● **Given information**:
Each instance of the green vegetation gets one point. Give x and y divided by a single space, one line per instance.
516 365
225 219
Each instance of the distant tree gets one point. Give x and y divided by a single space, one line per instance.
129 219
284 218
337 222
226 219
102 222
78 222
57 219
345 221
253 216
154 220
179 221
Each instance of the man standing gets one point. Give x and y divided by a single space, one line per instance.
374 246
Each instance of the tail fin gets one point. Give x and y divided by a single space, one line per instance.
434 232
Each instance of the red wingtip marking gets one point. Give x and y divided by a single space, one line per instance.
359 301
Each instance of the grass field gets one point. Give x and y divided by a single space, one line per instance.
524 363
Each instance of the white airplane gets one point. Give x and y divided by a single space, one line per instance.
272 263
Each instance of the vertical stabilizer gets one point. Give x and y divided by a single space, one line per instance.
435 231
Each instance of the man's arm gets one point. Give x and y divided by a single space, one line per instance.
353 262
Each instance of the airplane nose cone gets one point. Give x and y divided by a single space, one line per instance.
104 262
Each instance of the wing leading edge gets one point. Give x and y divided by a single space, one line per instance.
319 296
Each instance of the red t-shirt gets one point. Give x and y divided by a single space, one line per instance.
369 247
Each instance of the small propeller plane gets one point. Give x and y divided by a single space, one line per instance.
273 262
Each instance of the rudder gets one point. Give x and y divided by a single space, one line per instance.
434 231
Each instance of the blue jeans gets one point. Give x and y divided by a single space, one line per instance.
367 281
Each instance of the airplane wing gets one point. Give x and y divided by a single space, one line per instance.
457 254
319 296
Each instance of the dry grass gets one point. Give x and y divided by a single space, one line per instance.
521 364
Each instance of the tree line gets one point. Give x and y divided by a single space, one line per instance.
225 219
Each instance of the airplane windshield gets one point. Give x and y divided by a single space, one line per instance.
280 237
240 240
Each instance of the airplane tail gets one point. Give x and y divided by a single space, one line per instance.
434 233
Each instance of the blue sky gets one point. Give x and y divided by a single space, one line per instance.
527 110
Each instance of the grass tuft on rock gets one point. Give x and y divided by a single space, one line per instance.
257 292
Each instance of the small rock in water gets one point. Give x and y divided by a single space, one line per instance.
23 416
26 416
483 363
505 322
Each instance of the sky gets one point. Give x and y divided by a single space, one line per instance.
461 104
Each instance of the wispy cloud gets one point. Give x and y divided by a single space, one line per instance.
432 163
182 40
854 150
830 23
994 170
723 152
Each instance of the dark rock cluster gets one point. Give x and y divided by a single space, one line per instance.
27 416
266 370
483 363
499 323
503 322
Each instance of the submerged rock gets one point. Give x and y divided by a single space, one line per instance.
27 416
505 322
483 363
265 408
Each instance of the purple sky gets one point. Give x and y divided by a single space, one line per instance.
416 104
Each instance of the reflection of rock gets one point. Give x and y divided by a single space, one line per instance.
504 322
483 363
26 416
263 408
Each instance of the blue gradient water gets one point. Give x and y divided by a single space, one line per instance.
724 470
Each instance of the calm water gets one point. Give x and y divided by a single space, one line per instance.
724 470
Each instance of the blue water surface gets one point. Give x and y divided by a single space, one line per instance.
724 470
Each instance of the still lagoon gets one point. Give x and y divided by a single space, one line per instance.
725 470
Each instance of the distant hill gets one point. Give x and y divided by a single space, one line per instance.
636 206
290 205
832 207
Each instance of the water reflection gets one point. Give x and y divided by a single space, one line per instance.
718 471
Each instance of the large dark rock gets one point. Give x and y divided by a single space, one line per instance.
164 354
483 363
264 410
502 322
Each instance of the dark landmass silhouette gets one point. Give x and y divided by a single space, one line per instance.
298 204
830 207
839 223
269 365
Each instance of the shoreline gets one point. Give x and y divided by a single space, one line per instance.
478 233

---

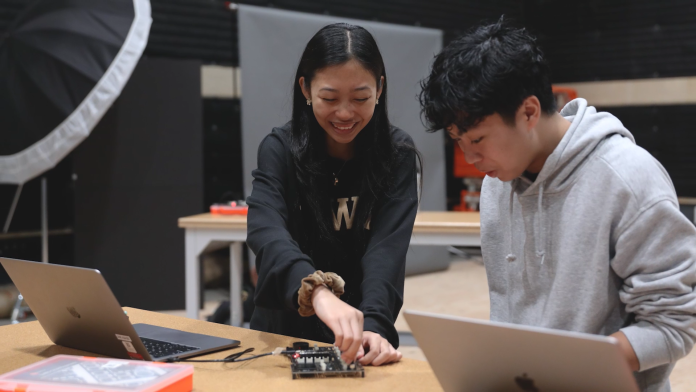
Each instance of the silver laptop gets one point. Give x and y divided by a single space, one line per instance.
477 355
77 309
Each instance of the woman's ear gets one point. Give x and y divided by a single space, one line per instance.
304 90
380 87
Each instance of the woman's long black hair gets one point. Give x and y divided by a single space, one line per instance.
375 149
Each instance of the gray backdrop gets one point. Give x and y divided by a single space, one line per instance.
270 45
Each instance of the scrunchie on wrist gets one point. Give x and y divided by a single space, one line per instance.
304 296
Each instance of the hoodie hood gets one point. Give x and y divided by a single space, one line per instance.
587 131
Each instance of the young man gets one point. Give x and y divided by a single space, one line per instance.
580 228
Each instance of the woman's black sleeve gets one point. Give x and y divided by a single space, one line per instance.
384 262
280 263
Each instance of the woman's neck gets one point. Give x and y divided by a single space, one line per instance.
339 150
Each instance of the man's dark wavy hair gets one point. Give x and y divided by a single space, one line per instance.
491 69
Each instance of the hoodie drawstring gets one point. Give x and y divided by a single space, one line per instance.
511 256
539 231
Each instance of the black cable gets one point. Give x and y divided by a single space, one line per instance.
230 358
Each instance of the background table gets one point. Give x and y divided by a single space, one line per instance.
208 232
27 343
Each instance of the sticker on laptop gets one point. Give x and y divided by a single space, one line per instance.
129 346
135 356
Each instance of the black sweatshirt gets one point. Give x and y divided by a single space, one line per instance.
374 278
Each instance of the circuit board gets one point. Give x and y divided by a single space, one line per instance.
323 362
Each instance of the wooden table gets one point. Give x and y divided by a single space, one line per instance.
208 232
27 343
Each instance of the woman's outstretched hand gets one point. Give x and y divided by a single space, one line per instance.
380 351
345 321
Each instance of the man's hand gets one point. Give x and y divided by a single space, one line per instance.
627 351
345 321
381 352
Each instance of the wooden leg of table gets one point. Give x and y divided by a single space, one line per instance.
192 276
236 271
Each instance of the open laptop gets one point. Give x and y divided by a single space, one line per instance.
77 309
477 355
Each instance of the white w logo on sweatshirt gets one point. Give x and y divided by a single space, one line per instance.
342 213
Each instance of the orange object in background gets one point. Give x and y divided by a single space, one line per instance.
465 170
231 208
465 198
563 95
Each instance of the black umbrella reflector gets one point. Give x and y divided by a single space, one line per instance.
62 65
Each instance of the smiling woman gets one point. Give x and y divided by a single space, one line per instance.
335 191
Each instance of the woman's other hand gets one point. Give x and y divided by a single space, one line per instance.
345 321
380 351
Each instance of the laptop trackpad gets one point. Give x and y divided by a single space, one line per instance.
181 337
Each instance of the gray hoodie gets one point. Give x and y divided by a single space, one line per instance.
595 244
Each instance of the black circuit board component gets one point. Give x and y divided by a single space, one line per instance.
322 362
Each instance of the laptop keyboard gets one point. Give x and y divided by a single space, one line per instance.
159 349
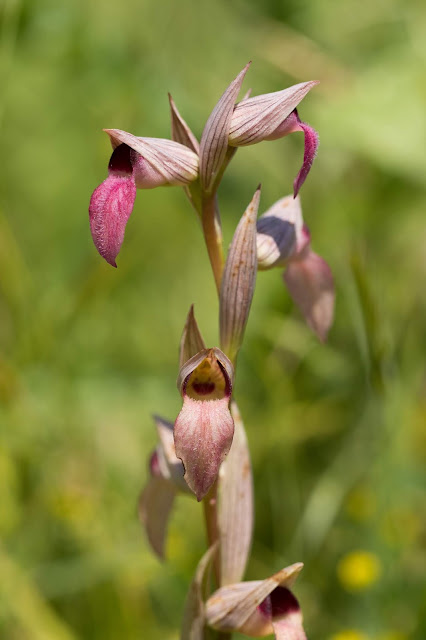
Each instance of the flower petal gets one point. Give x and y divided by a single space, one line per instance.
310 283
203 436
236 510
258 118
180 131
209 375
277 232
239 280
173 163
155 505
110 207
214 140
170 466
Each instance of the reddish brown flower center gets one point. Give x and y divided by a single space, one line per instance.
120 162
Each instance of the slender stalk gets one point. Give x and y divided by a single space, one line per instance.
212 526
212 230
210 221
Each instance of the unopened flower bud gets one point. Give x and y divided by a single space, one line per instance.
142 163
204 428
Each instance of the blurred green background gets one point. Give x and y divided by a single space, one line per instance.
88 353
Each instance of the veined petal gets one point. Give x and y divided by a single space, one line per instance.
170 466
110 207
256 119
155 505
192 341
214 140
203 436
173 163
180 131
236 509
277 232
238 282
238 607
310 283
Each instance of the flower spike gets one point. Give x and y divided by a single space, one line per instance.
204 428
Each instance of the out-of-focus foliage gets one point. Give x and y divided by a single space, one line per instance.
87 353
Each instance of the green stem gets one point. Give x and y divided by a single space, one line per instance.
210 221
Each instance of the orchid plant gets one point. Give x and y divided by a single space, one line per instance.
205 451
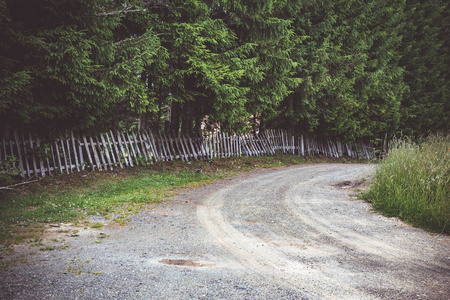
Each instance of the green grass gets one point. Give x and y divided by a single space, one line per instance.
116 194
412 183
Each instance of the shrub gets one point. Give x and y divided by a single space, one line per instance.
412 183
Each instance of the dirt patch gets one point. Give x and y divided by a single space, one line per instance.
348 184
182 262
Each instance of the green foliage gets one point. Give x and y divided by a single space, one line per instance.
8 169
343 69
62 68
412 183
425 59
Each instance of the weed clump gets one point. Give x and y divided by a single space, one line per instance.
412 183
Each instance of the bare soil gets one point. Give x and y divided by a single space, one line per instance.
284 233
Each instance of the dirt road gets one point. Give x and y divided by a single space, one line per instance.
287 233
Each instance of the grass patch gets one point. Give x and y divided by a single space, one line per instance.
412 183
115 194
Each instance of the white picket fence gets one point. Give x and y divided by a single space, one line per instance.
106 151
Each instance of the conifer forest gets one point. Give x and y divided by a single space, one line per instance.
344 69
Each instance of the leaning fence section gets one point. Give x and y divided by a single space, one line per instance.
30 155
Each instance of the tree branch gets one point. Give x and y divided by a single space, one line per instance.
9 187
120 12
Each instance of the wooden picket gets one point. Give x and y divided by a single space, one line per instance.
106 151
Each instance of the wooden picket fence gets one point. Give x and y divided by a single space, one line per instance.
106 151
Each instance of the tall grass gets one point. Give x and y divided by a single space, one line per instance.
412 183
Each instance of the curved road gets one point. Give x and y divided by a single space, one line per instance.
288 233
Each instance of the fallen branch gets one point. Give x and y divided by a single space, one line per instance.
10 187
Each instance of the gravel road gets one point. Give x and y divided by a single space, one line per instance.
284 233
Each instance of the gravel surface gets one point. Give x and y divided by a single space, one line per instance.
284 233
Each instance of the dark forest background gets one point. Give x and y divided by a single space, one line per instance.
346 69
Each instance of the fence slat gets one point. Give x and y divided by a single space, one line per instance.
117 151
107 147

● **Task requirements**:
Find each line in the records above that contains the string "tail", treating uppercase and lowercase as different, and copy those lines.

● **Completed exercise**:
Each instance of the tail fin gets one point. Give x and y divided by a single space, one line per instance.
Each instance of the airplane tail gets one point. Give x and y divided by a single space, one line per instance.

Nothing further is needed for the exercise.